> SET TASKS
1) According to the bond market article, how much did the Reserve Bank of India receive in bids at the September 28 auction of eight-year bonds?
2) Carry on the bond market article from its final sentence, in the same style.

|
From THE HINDU group of publications Sunday, October 01, 2000 |
||
|
|
|
SITE MAP ARCHIVES INDEX HOME |
Bonds & FDs
| Previous
| Next
A short rally likely
B. Venkatesh
BONDS have been wobbly yet again.
They first rallied, albeit marginally, on news that the US Government proposed to release oil from its strategic petroleum reserve. Thereafter, most of the gains were erased as the rupee trended downwards against the dollar.
Amidst such wobbly trends, what lies in store for the bond market in the coming fortnight? The bond market may witness a short rally on account of the ample liquidity in the system.
Consider the factors. In the auction held on September 28, for eight-year bonds, the Reserve Bank of India (RBI) received bids for Rs 4,030 crore against a notified amount of Rs 3,000 crore.
Further, about Rs 8,600 crore is still outstanding in repos. All this, even after 21 State government loans for Rs 2,106 crore were oversubscribed at an auction held on September 26. Besides, the inflow of Rs 6,000 crore into the system from a bond redemption has strengthened the banks' liquidity position.
With banks flush with liquidity, more money is likely to flow into the bond market. This is because banks may not find repos very attractive any more what with the RBI gradually cutting the repo rate to 10 per cent.

> DATASET EXTRACT
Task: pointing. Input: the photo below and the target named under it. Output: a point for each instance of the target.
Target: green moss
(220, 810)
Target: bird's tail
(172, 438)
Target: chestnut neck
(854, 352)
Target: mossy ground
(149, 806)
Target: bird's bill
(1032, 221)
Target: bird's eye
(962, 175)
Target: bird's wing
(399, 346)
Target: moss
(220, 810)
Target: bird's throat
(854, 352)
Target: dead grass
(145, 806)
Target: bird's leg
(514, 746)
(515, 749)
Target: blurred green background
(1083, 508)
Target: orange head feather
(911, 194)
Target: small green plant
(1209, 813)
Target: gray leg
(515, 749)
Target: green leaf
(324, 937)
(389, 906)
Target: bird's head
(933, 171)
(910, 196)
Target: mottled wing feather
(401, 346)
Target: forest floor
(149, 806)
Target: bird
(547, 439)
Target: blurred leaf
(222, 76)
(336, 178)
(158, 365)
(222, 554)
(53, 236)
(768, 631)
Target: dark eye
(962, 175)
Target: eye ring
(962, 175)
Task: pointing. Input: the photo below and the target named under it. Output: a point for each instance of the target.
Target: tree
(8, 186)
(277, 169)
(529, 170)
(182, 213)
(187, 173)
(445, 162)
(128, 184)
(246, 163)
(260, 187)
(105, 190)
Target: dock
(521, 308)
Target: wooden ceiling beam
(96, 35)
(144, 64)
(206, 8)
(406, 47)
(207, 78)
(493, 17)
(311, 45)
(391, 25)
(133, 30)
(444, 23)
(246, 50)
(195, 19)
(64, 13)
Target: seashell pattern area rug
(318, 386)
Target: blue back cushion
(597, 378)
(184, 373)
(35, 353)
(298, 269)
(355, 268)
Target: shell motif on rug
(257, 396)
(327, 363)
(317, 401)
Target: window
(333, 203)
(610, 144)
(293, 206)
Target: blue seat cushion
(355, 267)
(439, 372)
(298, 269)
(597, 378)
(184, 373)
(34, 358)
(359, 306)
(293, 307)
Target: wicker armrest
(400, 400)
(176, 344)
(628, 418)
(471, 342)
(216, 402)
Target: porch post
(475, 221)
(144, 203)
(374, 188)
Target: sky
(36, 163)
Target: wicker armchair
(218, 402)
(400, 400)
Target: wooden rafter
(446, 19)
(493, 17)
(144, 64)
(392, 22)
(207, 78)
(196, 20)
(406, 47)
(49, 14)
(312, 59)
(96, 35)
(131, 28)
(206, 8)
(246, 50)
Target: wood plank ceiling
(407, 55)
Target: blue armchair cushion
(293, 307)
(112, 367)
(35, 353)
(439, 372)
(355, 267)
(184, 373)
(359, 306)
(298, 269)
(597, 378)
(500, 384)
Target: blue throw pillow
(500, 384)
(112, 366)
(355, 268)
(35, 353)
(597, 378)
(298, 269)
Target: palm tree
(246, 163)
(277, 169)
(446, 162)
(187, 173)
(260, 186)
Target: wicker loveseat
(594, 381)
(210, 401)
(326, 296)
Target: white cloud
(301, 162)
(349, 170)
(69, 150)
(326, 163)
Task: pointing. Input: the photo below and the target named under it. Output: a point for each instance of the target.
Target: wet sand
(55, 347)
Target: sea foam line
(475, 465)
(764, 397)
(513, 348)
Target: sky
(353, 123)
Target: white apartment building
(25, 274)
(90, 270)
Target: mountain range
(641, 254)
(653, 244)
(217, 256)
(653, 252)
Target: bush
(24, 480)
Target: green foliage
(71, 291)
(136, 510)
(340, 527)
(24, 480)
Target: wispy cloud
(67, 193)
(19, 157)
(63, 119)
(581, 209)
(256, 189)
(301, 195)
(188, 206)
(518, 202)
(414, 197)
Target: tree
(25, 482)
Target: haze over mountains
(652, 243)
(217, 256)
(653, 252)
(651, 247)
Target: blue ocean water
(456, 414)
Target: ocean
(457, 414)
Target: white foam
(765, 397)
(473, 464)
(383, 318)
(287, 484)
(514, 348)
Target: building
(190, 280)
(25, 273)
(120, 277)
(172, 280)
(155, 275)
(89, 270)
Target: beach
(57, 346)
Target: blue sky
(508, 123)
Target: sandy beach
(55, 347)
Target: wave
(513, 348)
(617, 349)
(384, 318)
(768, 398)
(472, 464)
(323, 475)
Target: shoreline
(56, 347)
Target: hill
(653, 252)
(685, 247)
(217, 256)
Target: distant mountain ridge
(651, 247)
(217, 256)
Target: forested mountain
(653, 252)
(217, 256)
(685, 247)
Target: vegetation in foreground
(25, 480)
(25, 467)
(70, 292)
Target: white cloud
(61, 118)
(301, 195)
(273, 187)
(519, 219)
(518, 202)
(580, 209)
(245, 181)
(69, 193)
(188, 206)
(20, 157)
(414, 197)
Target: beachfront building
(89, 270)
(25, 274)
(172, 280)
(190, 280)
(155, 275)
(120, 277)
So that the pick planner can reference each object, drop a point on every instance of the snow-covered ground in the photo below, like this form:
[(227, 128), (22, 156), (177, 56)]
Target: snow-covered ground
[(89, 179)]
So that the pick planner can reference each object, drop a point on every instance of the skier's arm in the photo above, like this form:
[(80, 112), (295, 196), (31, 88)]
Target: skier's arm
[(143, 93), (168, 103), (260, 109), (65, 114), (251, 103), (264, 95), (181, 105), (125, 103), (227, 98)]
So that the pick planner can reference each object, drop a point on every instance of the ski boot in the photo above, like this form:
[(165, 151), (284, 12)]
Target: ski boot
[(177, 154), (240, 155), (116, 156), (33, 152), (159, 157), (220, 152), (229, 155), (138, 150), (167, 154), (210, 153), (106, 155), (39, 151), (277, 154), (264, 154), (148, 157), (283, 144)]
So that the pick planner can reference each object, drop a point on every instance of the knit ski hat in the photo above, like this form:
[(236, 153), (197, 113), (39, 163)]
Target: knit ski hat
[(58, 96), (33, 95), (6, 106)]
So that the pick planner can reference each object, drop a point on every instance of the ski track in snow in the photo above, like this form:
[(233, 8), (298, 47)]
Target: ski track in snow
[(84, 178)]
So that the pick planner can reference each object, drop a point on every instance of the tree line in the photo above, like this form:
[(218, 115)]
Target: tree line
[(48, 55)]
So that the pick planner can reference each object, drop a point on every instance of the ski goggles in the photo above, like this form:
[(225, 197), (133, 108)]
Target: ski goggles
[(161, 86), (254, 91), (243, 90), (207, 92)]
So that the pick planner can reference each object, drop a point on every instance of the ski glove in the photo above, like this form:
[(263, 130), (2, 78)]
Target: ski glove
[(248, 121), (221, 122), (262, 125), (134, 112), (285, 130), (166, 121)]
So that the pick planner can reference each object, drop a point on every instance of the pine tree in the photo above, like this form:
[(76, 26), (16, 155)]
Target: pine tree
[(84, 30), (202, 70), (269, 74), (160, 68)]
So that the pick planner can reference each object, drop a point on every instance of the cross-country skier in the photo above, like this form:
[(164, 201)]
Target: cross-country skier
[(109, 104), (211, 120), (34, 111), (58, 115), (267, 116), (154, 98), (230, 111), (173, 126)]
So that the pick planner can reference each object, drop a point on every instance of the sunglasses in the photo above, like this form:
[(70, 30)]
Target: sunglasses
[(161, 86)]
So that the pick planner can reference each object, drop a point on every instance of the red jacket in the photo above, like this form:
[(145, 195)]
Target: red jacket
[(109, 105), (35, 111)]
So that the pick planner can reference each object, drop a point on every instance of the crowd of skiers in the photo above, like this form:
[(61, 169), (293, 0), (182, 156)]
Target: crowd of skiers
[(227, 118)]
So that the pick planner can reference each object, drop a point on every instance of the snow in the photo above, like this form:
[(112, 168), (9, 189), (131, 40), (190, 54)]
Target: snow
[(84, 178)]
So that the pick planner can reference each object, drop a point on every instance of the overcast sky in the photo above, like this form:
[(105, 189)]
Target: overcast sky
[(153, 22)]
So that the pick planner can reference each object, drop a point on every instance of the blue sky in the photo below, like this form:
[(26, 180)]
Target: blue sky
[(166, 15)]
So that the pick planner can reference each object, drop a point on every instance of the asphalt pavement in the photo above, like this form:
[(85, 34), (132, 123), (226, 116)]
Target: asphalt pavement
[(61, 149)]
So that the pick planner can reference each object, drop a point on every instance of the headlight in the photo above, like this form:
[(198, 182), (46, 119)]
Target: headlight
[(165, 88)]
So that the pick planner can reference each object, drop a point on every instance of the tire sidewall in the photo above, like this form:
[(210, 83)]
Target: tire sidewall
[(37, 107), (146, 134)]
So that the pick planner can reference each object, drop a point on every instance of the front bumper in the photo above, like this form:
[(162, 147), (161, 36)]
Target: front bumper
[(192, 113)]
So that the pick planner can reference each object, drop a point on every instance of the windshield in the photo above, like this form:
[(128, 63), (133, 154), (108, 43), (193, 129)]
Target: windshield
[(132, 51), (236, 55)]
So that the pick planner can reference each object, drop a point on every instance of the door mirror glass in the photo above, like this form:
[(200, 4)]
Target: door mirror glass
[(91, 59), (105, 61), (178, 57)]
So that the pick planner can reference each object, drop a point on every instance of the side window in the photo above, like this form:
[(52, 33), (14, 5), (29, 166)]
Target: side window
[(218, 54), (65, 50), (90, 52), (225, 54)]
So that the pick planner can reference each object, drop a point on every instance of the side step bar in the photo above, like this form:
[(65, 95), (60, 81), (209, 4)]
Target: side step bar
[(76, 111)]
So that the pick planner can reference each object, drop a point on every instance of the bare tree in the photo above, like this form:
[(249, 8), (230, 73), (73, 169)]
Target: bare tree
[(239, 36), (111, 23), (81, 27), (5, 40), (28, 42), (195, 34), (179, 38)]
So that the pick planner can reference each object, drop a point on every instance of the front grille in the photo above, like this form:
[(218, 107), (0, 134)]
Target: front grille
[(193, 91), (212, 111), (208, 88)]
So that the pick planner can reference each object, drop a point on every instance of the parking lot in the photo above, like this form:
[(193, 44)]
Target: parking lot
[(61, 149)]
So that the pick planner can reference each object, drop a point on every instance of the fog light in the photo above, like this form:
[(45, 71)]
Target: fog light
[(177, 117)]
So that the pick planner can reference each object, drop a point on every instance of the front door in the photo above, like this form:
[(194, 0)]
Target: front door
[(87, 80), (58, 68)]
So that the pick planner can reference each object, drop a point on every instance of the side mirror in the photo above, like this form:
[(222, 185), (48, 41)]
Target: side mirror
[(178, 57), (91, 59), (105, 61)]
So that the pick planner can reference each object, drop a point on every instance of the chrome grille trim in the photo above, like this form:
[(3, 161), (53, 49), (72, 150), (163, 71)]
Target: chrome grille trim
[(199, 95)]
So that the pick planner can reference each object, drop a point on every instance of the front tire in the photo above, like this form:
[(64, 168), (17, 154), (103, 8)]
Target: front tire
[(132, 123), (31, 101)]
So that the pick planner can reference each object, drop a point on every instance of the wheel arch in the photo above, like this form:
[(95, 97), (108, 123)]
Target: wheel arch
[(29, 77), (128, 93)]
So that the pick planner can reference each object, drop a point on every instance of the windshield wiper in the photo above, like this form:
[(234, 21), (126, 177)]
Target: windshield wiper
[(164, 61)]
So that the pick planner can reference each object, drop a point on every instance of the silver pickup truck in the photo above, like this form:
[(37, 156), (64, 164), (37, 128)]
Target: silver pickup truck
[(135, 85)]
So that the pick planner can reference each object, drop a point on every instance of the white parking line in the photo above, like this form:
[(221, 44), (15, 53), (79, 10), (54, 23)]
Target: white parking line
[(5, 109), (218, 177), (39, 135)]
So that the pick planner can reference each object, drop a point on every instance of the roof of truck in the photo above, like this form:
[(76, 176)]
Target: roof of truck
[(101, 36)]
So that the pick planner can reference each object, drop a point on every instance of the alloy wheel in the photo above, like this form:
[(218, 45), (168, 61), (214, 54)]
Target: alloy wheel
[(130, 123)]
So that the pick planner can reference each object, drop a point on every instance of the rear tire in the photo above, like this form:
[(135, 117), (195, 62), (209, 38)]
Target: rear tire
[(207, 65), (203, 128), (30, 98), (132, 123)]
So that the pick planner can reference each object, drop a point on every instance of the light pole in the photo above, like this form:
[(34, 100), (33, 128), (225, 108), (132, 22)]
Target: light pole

> ANSWERS TO THE TASKS
1) Rs 4,030 crore.

2)
Capping the upside, however, is the concern on inflation; inflation has already inched up 1.4 per cent for the week-ended September 9. With the government all set to hike petrol prices, the fuel component of the Whole-sale Price Index will rise, pushing inflation further up. This may prompt bond investors to demand higher yields to protect their `real' return.
Then, buoyed by the response at the eight-year bond auction held on September 28, the RBI may schedule more bond auctions to raise finance for the government. Since it is the easy liquidity in the system that is likely to drive up bond prices, the RBI draining liquidity through bond auction may, needless to say, arrest any sharp bond rally.
And, finally, the volatility in the forex market is yet to come to a rest. Should the rupee once again trend sharply downwards against the dollar, the RBI may adopt interest rate or other measures to arrest such fall. The fear of any such RBI measure is likely to cap a sharp bond rally.
In all, while the ample liquidity in the system may cause a bond rally, concerns over inflation and rupee-dollar rate may cap the upside.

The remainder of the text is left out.